Problem requirements: Make an exact copy of all the data, pictures excluded.

Top of Record excerpts

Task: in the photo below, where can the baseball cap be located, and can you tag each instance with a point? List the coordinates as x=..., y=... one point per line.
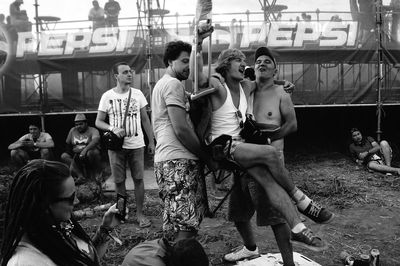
x=229, y=55
x=80, y=117
x=264, y=51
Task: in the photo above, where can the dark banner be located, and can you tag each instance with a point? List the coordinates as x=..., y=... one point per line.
x=331, y=62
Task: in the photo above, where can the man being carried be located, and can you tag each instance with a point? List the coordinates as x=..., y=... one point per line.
x=83, y=150
x=34, y=145
x=366, y=151
x=272, y=107
x=260, y=161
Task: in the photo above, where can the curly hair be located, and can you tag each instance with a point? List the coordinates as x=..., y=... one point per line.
x=225, y=58
x=33, y=188
x=174, y=49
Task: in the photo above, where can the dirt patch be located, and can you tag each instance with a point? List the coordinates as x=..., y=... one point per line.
x=367, y=207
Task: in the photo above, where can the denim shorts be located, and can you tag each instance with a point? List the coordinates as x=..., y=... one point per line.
x=118, y=160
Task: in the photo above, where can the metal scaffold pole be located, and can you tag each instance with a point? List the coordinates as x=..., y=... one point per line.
x=40, y=78
x=149, y=48
x=380, y=62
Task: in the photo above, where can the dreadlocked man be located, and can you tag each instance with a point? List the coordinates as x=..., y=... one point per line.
x=39, y=229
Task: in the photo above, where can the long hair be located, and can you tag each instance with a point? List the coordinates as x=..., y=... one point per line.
x=27, y=212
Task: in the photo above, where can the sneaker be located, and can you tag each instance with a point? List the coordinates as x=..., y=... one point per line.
x=241, y=254
x=317, y=213
x=307, y=239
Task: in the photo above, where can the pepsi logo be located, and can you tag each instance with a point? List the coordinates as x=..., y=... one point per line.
x=5, y=48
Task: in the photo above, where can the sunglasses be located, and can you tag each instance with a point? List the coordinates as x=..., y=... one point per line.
x=69, y=199
x=239, y=116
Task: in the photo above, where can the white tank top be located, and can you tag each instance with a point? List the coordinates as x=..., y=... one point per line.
x=226, y=117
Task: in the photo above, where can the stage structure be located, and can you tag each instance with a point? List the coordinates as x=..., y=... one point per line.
x=155, y=35
x=335, y=60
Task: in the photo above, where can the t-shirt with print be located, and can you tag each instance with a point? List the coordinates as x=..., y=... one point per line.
x=81, y=140
x=114, y=105
x=168, y=91
x=112, y=8
x=43, y=137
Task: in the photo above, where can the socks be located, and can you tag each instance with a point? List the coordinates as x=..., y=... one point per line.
x=301, y=199
x=251, y=248
x=298, y=228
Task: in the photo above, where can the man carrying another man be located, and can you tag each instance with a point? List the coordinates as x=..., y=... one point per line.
x=82, y=150
x=272, y=108
x=260, y=161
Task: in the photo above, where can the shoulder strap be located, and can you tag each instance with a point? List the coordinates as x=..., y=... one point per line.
x=127, y=107
x=250, y=102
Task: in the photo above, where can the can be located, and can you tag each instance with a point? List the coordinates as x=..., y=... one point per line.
x=374, y=257
x=364, y=257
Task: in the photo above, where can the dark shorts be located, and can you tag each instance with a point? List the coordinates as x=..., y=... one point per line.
x=34, y=154
x=118, y=160
x=182, y=189
x=248, y=197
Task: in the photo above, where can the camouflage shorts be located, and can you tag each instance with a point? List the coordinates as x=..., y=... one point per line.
x=182, y=189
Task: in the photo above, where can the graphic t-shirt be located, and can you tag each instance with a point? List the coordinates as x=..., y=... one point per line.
x=43, y=137
x=112, y=9
x=114, y=105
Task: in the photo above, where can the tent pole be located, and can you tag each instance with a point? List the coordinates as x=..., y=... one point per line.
x=379, y=103
x=40, y=78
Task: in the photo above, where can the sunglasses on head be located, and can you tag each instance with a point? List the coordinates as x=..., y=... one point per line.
x=69, y=199
x=239, y=116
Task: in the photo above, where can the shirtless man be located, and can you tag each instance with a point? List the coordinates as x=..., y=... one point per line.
x=272, y=107
x=228, y=106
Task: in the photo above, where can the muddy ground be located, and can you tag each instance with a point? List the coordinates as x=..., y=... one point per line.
x=367, y=207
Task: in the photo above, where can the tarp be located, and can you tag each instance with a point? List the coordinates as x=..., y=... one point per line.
x=331, y=62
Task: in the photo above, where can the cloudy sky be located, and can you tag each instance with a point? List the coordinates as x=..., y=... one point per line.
x=70, y=10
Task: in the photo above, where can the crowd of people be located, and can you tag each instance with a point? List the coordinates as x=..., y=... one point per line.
x=41, y=230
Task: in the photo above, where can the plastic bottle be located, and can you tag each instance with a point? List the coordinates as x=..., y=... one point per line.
x=346, y=258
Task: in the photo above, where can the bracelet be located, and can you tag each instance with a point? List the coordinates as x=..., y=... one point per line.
x=102, y=235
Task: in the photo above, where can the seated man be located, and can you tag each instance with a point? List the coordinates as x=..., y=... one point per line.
x=261, y=162
x=34, y=145
x=83, y=150
x=366, y=151
x=158, y=252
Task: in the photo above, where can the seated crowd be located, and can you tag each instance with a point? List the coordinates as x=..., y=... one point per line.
x=41, y=230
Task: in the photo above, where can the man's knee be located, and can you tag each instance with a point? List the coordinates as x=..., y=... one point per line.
x=18, y=155
x=65, y=157
x=45, y=154
x=271, y=154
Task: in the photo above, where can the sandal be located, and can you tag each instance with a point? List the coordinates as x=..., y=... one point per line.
x=144, y=222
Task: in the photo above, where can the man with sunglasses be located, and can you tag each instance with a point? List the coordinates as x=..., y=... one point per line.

Bottom of Record excerpts

Response:
Task: in the photo below, where can the baseball cap be located, and can you tag each instance with a point? List the coordinates as x=..., y=... one point per line.
x=229, y=55
x=80, y=117
x=264, y=51
Task: in the photo above, where can the dark banner be located, and can you tag each instance with a point? List the coordinates as x=..., y=... one point per line.
x=331, y=62
Task: in the photo above, where can the man being carried be located, and can you tag each instance with a point? List the coordinates as x=..., y=... one point per line.
x=83, y=150
x=34, y=145
x=366, y=151
x=272, y=107
x=260, y=161
Task: in the photo above, where can the curly hair be located, and can you tag each instance with a point? List the coordinates as x=..., y=... one point per line.
x=225, y=58
x=33, y=188
x=174, y=49
Task: in the photo above, where can the dirt patch be located, and can you tag each instance with a point? List the coordinates as x=..., y=... one point per line.
x=367, y=207
Task: in the photo above, where can the denim shorts be located, and can you tag each instance with a point? List the coordinates as x=..., y=... one point per line.
x=118, y=160
Task: in the photo above, where can the metal scaffold pole be located, and can you tag each instance with a point? List the coordinates as x=..., y=... one point per line.
x=40, y=78
x=149, y=48
x=380, y=62
Task: in the photo above, where can the dreadlocked man be located, and can you tag each instance with a point? List the coordinates as x=..., y=... one point per line.
x=39, y=229
Task: in the photo above, where can the long hair be located, and can you tag each instance with a point? List the coordinates as x=..., y=... one point per line.
x=27, y=212
Task: in the photo above, where can the sneaker be located, and can you tag each instance with a point? List the coordinates as x=..., y=... one point per line.
x=241, y=254
x=317, y=213
x=307, y=239
Task: in the photo above, where can the pepsi logo be located, and can you tag each instance with a point? List the coordinates as x=..., y=... one point per line.
x=5, y=48
Task: in the photo above, where can the sunglasses be located, and can you tag each instance with a point? List the coordinates as x=..., y=... one point per line.
x=69, y=199
x=239, y=116
Task: in the photo above, where can the white tank top be located, and can you tag each instance with a point? List the coordinates as x=..., y=... one point per line.
x=226, y=117
Task: in the photo above, where can the stage structure be located, and can you tag each instance with a point? List the coordinates as x=..., y=... one point per line.
x=155, y=35
x=335, y=60
Task: in the photo above, where can the t-shirt with print be located, and can you tag each instance with a point? List the coordinates as x=..., y=... one point per line.
x=81, y=140
x=114, y=105
x=168, y=91
x=112, y=8
x=43, y=137
Task: in the photo above, where can the socks be located, and can you tag each instance with a point? List the coordinates as x=..., y=... one point per line.
x=301, y=199
x=251, y=248
x=298, y=228
Task: in the photo above, where can the man carrying another man be located, and can you tag each instance with a point? List the coordinates as x=..., y=... one point per line.
x=82, y=150
x=272, y=108
x=260, y=161
Task: in the photo above, where can the shoulder strap be located, and can you tag each instance with a point? List the coordinates as x=..., y=... one point per line.
x=127, y=107
x=250, y=102
Task: in the photo above, where can the can be located, and can you tag each instance with a point? List the coordinates as x=..., y=... one point per line.
x=374, y=257
x=364, y=257
Task: in the photo above, where can the dark shorts be located, and can you tag each instance with a point? List the coordinates as x=..., y=... one point per line.
x=34, y=154
x=118, y=160
x=182, y=189
x=248, y=197
Task: in the photo above, where can the camouflage shorts be located, and can you tag each instance with a point? List the coordinates as x=..., y=... one point per line.
x=182, y=189
Task: in the photo above, where can the graphic t-shirt be located, and can you tag each instance with a point? List the coordinates as x=..., y=... one point per line.
x=43, y=137
x=112, y=9
x=114, y=105
Task: in the photo above, where can the tent pole be located, and can you tag each instance with a point? List the coordinates as x=..., y=... one point per line.
x=379, y=103
x=40, y=78
Task: in the photo above, where can the sunglasses on head be located, and can you tag each instance with a point? List the coordinates as x=..., y=... one point per line.
x=69, y=199
x=239, y=116
Task: in the photo above, where can the shirtless man be located, and can you tag each instance with a point? List the coordinates as x=..., y=... one point per line.
x=272, y=107
x=228, y=106
Task: in the photo above, where can the muddy ground be located, and can you tag each instance with a point? List the coordinates as x=..., y=... one point per line.
x=367, y=207
Task: in the photo above, where can the tarp be located, and can you tag each instance with a point? List the coordinates as x=..., y=... one point per line.
x=331, y=62
Task: in the photo above, where can the cloudy sky be located, and can you tag each instance with a point? List the coordinates as x=..., y=... one point per line.
x=70, y=10
Task: in the photo above, where can the crowd of people be located, and can you tag each instance with a point? List the coordinates as x=..., y=... one point per line.
x=41, y=230
Task: in the photo above, where can the plastic bottle be located, and can you tag each instance with a point? List the coordinates as x=..., y=... one point per line.
x=346, y=258
Task: in the photo above, where can the bracelet be located, and can you tag each instance with a point? List the coordinates as x=..., y=... one point per line.
x=102, y=235
Task: in the photo above, where can the seated man be located, and can you tag each instance with a point? List the coordinates as x=..., y=... one point per line.
x=261, y=162
x=34, y=145
x=83, y=150
x=366, y=151
x=158, y=252
Task: in the photo above, where can the seated crowd be located, and can you tag each instance with a point? List the coordinates as x=..., y=... one point per line.
x=41, y=230
Task: in the photo above, where can the man's knee be located, and can you tag each instance with a point? List the coordinates as x=..., y=... one point per line.
x=18, y=155
x=65, y=157
x=45, y=154
x=271, y=154
Task: in the photo above, where can the sandal be located, and can you tag each instance with a point? List the coordinates as x=..., y=... one point per line.
x=144, y=222
Task: in the photo above, where can the man with sunglasses be located, and can you tag each instance with a point? List the coordinates as x=..., y=... one point per line.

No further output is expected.